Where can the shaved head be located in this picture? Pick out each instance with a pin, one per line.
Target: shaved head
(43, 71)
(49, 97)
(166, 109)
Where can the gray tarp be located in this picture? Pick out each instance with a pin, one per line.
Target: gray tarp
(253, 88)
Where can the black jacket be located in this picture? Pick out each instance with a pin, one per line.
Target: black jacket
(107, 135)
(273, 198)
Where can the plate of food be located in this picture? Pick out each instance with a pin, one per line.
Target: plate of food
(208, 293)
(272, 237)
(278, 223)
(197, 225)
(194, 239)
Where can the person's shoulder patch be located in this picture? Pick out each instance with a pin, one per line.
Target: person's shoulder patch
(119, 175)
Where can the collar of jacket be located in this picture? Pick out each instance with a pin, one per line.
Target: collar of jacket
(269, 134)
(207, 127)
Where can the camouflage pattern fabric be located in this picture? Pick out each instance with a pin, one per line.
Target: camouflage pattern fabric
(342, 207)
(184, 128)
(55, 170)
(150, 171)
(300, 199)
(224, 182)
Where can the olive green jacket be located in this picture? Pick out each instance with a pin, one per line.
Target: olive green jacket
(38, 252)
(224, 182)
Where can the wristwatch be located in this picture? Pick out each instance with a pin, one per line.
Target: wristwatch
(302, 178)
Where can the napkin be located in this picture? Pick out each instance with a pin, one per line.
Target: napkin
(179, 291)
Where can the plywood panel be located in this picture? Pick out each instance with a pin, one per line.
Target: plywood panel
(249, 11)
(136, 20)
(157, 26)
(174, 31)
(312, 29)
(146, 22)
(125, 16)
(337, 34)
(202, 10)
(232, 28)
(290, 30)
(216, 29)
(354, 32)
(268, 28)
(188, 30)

#### ACTIVITY:
Only the lines above starting at the line that holds "Target: black jacket" and ending at the line that holds "Where can the collar" are to be repeated, exactly and in full.

#### TASK OUTPUT:
Target: black jacket
(107, 135)
(273, 198)
Where can the plate of food be located in this picture? Pick out each instance with a pin, one per line.
Target: plate of food
(208, 293)
(272, 237)
(278, 223)
(197, 225)
(194, 239)
Where can the person's shoulder patch be located in this picture? Pick out each instance with a pin, one per line.
Target: person's shoulder patch
(119, 175)
Where can the collar of jacket be located in this picture? Pick out each instance with a pin, one per line.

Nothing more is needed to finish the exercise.